WHAT THE TASK REQUIRES =
Extend the forum discussion about mosquitoes, backyard ponds, and bat houses, picking up after its final post.

------ GIVEN PASSAGE

One thing I will add , is, building Bat houses can be a big help, if you still are lucky enough to have bats in your area,
we had tons at this camp and others, but the last 15 yrs or so, they are about vanished from this camp, which is why we also feel things are as bad as they are now as to yrs back!
there is a disease called White-nose syndrome (WNS) that is killing bats and has reduced there numbers to some scary low levels in some places.
but if you build bat houses and still have some, they will eat a LOT of skeeters in a night and are great additions to other steps to get rid of them!
 
I was afraid of that answer. It does hold water now, most of the years, and I am sure is a breeding ground now for mosquitos, but to make it bigger and deeper will probably only make it worse. It was a good thought though, it would have been nice to sit on the back deck and over look a pond, but I am sure what my idea of a pond in my head, and what it will turn into after a couple years are completely different things.

MRBB, we do have a few bats still hanging out here. They disappeared for a few years, but now we have some back. I have been talking about installing some bat houses for years, but we didnt see bats, now we have a few here nightly, I may have to look into some bat houses to install.

As for mosquitos, I have been spraying once a month from May until September, and it really helps a lot. I just wish the spray would work on deer flies as well. They have been relentless the past couple years.
 
In south Louisiana where I live, you almost can't go 100 feet in any direction without running into some sort of standing water. I've got a pond 60 ft from my back patio. We still sit outside and really enjoy the pond and the wildlife a pond brings. A thermacell helps a lot. They make some that are meant for use on table tops like a lantern. Keeping the weeds and grass cut helps with both snakes and mosquitos.
 
We have a 12 acre lake on our property about a 1/2 mile from the house. I don't think it has any more/less mosquitos back there versus in the woods for example.
 
Create an account on PondBoss and ask the same question.

In my opinion making existing water deeper and larger won't make it worse than it already is. Plus you might be able to stock it with fish that actively eat mosquitoe larvae and do more good than harm (as far as bug issues go). Google "fish mosquitoe eat larvae" and you should come up with something that can do well in your area. A pond that can support these fish might be better than one too shallow for fish.

------------
------ RECORDS PROVIDED

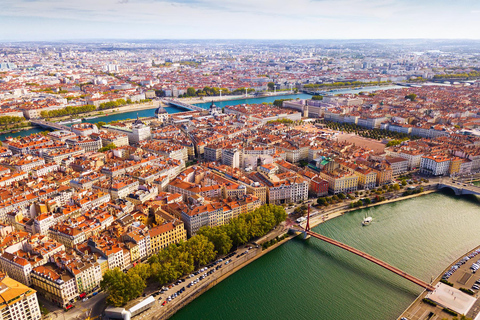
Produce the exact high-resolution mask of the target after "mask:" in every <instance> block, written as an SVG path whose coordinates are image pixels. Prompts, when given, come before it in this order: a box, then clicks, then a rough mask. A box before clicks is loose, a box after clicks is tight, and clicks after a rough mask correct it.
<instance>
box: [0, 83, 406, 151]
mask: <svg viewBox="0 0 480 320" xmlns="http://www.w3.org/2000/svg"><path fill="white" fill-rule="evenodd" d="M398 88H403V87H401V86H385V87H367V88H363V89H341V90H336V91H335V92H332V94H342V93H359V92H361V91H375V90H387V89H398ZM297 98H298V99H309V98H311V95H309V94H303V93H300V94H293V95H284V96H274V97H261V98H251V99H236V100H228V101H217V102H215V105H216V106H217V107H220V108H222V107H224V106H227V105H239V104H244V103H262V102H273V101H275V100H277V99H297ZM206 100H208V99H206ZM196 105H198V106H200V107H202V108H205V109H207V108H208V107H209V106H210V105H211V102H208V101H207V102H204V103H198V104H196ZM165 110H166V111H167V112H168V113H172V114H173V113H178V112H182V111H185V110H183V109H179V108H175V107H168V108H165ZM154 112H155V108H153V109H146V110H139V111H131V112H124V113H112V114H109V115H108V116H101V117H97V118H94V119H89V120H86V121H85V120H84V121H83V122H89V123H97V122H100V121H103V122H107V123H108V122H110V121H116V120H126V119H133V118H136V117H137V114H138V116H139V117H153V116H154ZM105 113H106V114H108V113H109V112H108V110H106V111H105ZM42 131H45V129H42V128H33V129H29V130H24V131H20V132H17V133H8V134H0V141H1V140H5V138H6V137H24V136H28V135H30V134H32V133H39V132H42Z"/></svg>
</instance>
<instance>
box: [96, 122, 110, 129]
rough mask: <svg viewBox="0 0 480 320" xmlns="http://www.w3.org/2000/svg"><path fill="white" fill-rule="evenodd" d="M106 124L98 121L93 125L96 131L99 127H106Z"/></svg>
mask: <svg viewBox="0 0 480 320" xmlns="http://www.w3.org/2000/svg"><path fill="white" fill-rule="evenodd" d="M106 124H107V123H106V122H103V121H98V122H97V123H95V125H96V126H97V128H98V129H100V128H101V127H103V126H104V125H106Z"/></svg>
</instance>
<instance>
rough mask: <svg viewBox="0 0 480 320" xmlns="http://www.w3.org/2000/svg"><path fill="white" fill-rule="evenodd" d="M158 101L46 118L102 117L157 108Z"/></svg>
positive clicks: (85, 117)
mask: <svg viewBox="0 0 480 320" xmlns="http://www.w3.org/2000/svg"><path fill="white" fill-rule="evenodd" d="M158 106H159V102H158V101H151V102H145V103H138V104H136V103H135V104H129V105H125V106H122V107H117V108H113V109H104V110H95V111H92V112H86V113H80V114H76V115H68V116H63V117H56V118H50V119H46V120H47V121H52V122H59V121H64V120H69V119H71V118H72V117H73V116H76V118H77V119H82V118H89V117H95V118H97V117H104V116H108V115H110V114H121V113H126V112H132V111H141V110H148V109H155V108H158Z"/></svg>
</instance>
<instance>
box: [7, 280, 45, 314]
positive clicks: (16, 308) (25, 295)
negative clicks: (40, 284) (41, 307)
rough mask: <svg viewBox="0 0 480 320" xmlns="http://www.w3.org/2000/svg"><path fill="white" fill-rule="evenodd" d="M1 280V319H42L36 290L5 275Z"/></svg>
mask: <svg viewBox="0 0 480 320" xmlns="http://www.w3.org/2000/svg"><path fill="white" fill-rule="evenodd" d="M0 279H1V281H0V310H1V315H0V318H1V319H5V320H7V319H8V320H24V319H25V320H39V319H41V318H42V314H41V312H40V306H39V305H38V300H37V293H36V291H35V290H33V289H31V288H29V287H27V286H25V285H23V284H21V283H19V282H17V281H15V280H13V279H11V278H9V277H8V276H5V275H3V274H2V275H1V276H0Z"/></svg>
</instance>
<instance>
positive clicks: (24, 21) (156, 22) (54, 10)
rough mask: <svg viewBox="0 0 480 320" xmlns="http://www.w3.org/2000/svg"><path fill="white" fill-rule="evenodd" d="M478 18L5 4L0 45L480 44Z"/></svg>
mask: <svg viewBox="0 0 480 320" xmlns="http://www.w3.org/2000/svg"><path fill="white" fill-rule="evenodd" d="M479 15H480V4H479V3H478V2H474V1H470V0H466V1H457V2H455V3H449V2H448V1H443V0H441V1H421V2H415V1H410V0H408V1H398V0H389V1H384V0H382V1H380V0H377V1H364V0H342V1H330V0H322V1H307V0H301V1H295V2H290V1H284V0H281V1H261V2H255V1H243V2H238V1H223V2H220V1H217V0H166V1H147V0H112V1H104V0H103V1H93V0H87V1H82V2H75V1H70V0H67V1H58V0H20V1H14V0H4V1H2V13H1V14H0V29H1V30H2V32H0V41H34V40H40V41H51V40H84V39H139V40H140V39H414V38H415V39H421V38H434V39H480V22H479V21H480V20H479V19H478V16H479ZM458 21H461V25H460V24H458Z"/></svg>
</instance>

------------

TASK ANSWER =
 
Ponds are just awesome to have, to look at/to swim and to fish.
As far as mosquitoes if you already have any shallow standing water at all for more than a couple days it isn’t going to make it any worse.

If you dig a pond and keep edges clean…steeper sides so it gets deeper fast and put stone around it to keep water clearer and discourage edge weed growth I think it would be a non issue.
Especially with plenty of minnows and shiners in it.
We have noticed zero increase in mosquitoes around our new pond and we are out there almost every day late evenings and early mornings to water new fruit trees and feed the fish.

We have a woods thirty yards from it and that is the only area I ever have mosquitoes bother me is right along the edge of woods if I get close to it.

We have dozens of tree swallows/ barn swallows and purple martens constantly patrolling the air above the pond keeping us almost bug free.

Keep shore line weeds/brush away and mow right up to edge and the pond will not be “buggy” at all.
 
I personally think the larger deeper the less
mosquitoes issues you will have versus very shallow standing water the larger body of water will promote many more mosquito larva predators than a very shallow swamp area.
 
Make it big enough to keep fish in. When we bought our house it came with a 2 year old, 10 ft deep pond roughly 25 by 70 yards about 80 yards from the house. Mosquitos were bad. We put fish in, now mosquitos are not any worse than neighbors without a pond.